** start of SELECTED EXCERPT **
Care Needed in Asset Protection

Posted 24-04-2015
Written by admin 101

For asset protection purposes, many accountants, lawyers and business advisors recommend the establishment of an asset-holding entity and operating (trading) entity.

Assets are purchased by the asset-holding entity and employed by the operating entity for the purpose of generating income.

Generally, a licence or management fee is paid by the operating entity to the asset-holding entity to cover the costs of the assets employed. Should the operating entity incur financial difficulty, the assets owned by the asset-holding entity are generally not at risk.

This widely accepted form of asset protection has changed since the implementation of the Personal Property Securities Act 2009 (Cth) (PPSA).

Under the PPSA, the above arrangement would constitute a PPS lease. The impact on such arrangements is that unless the asset-holding entity registers the interest in the assets employed by the operating entity on the Personal Property Securities Register ("the Register"), those assets may vest (belong) in the operating entity upon liquidation or bankruptcy.
** end of SELECTED EXCERPT **
** start of EXTRACTED ENTRIES **
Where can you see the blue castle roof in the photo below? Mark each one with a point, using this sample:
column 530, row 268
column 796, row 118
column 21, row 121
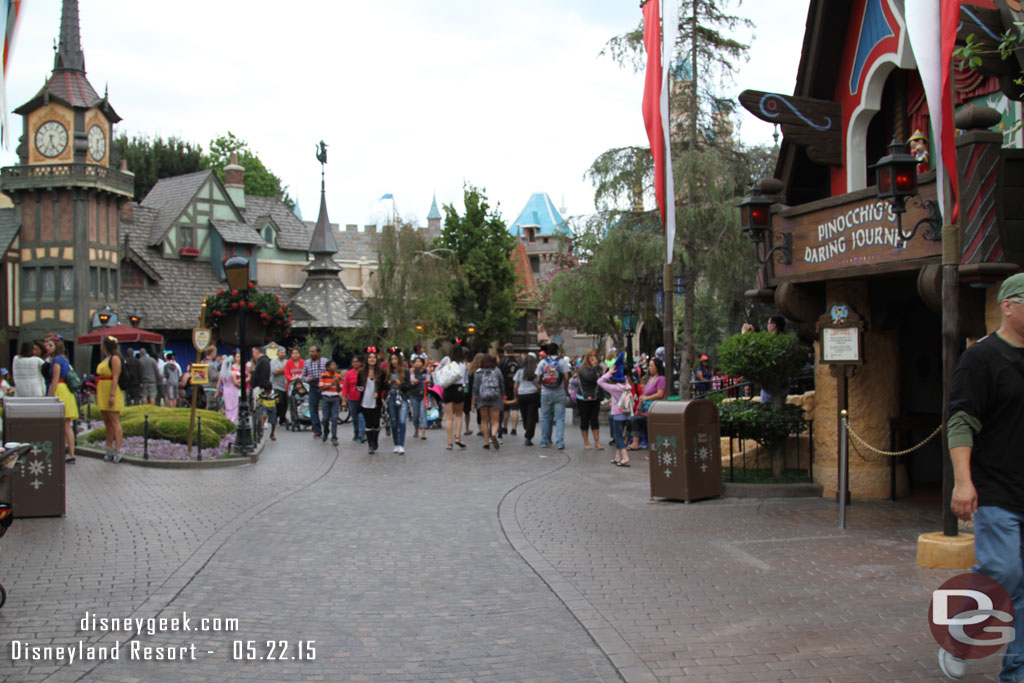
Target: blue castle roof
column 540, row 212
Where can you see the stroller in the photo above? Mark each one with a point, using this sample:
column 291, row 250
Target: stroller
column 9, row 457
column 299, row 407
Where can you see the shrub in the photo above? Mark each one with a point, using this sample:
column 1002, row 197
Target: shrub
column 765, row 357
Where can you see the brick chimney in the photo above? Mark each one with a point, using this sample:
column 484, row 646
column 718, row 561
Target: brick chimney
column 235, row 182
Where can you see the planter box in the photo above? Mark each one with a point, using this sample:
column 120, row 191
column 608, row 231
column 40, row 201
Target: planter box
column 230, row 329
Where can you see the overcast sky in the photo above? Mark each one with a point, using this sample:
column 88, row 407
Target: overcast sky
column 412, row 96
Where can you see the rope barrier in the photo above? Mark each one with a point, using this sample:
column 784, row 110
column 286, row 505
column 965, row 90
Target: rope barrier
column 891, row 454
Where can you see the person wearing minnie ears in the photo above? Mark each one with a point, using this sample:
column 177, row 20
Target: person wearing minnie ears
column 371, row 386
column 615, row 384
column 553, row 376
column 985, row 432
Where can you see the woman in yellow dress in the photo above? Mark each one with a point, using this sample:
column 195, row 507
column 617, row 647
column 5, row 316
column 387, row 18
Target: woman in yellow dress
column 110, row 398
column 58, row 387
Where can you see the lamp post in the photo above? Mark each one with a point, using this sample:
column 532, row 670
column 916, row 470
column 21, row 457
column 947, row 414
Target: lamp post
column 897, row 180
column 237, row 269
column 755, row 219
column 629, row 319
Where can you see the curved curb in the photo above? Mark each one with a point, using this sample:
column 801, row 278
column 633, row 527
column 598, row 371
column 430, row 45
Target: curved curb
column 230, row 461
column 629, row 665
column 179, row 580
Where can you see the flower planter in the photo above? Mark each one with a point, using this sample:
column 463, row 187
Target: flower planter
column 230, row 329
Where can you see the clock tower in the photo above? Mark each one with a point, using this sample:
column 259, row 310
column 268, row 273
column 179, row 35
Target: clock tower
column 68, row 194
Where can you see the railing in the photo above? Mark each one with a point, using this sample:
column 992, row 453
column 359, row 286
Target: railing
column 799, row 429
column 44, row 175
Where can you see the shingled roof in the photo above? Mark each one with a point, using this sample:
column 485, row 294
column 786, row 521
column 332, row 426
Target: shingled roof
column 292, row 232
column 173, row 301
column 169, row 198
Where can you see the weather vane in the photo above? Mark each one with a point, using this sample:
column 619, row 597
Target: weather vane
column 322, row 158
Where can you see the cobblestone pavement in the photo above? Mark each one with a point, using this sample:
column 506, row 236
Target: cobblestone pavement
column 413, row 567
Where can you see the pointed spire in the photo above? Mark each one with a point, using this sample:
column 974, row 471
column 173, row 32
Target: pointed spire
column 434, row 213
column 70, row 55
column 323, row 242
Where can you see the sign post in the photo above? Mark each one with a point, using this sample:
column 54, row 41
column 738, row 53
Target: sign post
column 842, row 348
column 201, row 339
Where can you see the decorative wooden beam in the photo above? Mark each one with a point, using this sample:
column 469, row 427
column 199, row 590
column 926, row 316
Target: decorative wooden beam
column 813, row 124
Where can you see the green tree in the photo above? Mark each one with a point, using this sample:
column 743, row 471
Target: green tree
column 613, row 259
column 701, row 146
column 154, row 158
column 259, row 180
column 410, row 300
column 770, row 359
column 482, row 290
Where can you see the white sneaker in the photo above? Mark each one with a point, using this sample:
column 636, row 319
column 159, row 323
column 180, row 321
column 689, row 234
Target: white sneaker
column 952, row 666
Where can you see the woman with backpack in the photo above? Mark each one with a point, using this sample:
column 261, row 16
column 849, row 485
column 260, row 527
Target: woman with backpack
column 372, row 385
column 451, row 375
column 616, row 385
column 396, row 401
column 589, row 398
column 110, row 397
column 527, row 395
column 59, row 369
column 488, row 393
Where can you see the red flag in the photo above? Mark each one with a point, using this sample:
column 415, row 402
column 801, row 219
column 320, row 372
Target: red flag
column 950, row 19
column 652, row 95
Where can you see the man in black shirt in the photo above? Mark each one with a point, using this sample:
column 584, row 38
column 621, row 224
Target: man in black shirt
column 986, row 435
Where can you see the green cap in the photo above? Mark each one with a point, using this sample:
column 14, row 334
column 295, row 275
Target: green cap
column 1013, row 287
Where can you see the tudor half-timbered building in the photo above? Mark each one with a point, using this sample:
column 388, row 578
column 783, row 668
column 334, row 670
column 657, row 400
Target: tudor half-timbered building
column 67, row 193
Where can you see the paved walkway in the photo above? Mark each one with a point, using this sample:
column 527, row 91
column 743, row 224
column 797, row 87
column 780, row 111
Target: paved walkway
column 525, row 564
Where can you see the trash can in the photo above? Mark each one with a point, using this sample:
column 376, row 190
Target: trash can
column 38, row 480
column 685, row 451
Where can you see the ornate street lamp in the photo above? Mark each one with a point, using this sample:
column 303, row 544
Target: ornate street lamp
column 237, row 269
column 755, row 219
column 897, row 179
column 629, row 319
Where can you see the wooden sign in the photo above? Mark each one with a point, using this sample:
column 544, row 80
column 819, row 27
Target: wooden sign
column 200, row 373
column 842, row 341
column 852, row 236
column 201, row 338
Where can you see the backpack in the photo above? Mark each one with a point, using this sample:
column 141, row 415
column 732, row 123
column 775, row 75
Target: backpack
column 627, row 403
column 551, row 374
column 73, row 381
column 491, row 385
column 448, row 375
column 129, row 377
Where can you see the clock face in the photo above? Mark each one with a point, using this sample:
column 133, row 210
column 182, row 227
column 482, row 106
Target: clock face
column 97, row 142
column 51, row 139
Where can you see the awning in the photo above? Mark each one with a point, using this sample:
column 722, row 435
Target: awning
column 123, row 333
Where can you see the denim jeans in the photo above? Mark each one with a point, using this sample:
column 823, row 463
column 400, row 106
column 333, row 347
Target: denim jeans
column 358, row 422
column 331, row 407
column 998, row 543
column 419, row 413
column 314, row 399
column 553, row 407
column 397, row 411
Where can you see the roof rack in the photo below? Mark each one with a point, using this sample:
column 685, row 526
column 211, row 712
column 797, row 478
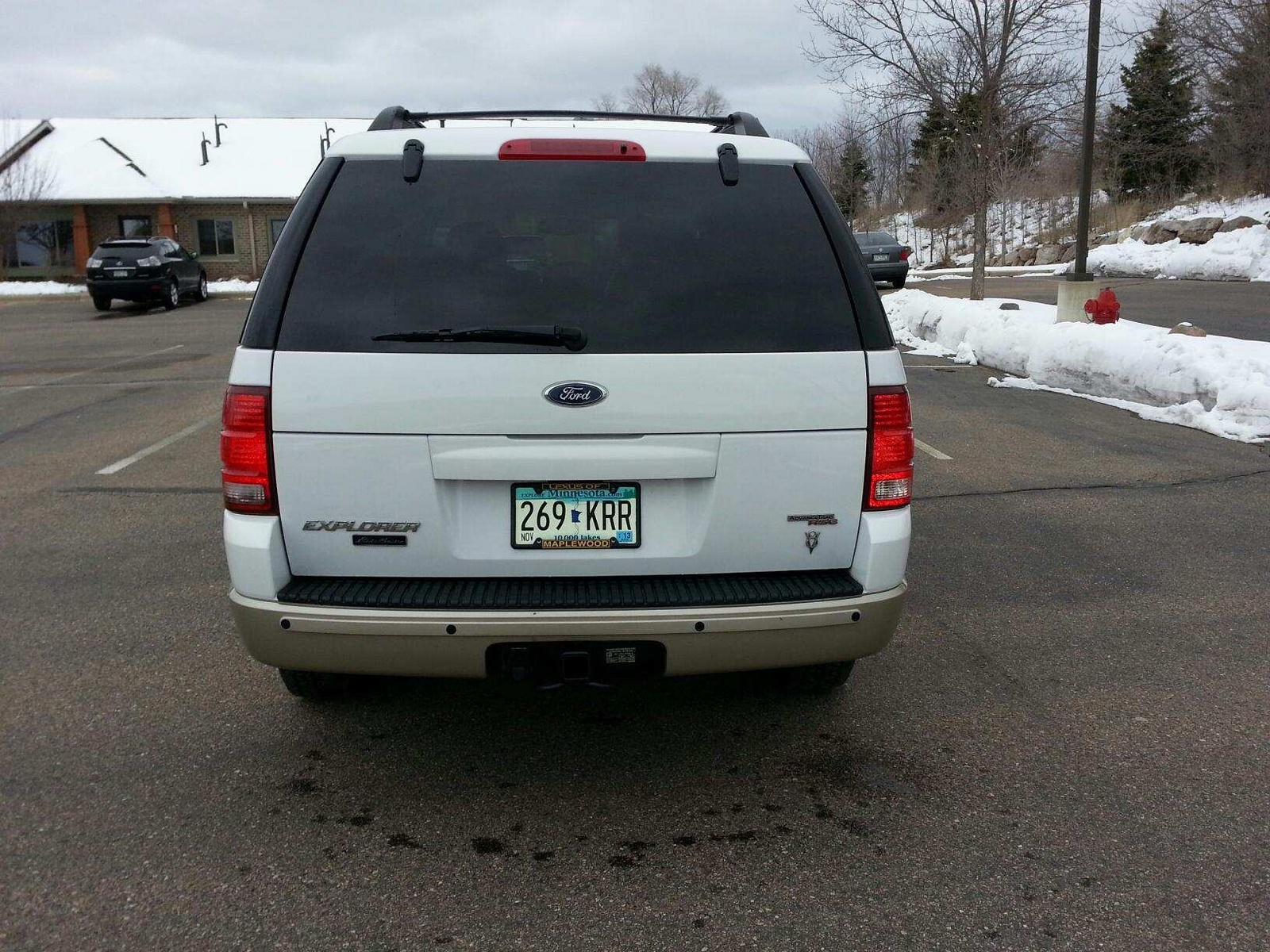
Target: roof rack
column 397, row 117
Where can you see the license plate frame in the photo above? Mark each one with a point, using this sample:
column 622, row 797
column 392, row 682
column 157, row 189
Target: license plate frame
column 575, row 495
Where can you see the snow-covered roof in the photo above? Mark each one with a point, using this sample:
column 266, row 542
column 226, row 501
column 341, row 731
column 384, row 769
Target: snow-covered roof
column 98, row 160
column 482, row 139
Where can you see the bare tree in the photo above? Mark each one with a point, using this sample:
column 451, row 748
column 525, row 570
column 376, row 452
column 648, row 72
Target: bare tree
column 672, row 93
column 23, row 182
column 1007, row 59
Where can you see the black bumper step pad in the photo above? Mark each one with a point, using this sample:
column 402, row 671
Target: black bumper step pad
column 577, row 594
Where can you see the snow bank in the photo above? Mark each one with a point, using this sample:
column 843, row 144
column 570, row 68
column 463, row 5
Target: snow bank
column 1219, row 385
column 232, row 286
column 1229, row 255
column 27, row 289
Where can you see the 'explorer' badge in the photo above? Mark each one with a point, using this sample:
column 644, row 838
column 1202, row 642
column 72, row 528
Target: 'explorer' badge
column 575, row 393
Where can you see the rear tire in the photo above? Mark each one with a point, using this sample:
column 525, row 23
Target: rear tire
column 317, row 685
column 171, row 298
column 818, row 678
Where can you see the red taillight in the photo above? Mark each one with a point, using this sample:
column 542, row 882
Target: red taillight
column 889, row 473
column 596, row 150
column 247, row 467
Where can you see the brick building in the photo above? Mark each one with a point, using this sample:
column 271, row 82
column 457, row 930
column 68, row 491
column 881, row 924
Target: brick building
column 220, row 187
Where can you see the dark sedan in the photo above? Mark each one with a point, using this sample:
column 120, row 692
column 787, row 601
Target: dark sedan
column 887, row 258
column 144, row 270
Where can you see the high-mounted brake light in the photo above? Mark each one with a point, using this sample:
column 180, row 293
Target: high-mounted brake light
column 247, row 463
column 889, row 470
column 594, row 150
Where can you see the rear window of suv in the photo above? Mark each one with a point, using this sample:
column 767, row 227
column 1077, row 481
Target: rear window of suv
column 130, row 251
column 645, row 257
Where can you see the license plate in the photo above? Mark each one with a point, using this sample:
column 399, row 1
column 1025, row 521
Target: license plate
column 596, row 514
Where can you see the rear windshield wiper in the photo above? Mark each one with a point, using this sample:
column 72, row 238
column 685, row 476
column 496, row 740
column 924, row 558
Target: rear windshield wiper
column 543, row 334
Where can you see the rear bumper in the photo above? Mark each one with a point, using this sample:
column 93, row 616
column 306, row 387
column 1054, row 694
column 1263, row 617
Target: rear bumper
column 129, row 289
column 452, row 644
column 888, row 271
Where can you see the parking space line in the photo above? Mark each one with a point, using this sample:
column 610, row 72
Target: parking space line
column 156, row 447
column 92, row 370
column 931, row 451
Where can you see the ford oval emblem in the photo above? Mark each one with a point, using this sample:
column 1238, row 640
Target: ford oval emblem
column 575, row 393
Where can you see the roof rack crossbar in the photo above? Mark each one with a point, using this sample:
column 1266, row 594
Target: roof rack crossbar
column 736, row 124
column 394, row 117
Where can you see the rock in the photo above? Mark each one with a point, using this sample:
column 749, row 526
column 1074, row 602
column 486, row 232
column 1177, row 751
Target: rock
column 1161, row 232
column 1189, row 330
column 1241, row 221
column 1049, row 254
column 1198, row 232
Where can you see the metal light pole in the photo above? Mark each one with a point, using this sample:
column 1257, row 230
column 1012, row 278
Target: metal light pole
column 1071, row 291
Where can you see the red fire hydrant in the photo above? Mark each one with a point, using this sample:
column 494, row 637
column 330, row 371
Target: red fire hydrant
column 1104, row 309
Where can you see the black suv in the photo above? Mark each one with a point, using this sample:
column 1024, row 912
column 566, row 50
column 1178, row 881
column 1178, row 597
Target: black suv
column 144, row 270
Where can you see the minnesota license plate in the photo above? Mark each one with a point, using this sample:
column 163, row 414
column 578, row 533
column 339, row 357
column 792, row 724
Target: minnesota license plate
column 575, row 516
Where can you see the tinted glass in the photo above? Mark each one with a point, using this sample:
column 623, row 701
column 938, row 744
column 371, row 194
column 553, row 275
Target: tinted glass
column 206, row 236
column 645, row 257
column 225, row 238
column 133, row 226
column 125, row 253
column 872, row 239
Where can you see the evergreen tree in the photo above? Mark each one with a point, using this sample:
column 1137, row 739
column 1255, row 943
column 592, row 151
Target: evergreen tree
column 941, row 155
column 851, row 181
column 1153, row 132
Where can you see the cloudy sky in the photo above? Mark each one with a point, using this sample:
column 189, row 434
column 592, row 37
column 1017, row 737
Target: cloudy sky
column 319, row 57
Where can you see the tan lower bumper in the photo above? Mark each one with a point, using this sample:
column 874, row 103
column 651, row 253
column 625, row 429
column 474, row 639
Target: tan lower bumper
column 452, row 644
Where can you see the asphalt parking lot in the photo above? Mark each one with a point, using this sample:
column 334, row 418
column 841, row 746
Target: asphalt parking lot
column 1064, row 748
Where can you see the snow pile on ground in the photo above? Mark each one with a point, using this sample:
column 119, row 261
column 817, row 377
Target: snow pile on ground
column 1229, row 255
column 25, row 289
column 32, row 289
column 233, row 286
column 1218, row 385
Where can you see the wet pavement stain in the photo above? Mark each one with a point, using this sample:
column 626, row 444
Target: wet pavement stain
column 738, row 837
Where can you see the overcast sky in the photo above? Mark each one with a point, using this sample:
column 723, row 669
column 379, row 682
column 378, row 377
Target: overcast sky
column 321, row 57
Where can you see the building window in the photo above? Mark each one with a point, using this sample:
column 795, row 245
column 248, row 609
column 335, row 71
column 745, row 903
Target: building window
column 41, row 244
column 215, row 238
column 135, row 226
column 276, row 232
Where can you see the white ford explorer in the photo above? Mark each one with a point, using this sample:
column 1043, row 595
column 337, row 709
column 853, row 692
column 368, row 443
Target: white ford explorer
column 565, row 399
** end of EXTRACTED ENTRIES **
**GOALS**
**a.** List the kinds of professionals that the post on asset protection says recommend setting up an asset-holding entity and an operating entity.
**b.** Duplicate the part of the post on asset protection between "Posted 24-04-2015" and "operating (trading) entity.", inclusive.

**ANSWERS IN ORDER**
**a.** Accountants, lawyers, business advisors

**b.**
Posted 24-04-2015
Written by admin 101

For asset protection purposes, many accountants, lawyers and business advisors recommend the establishment of an asset-holding entity and operating (trading) entity.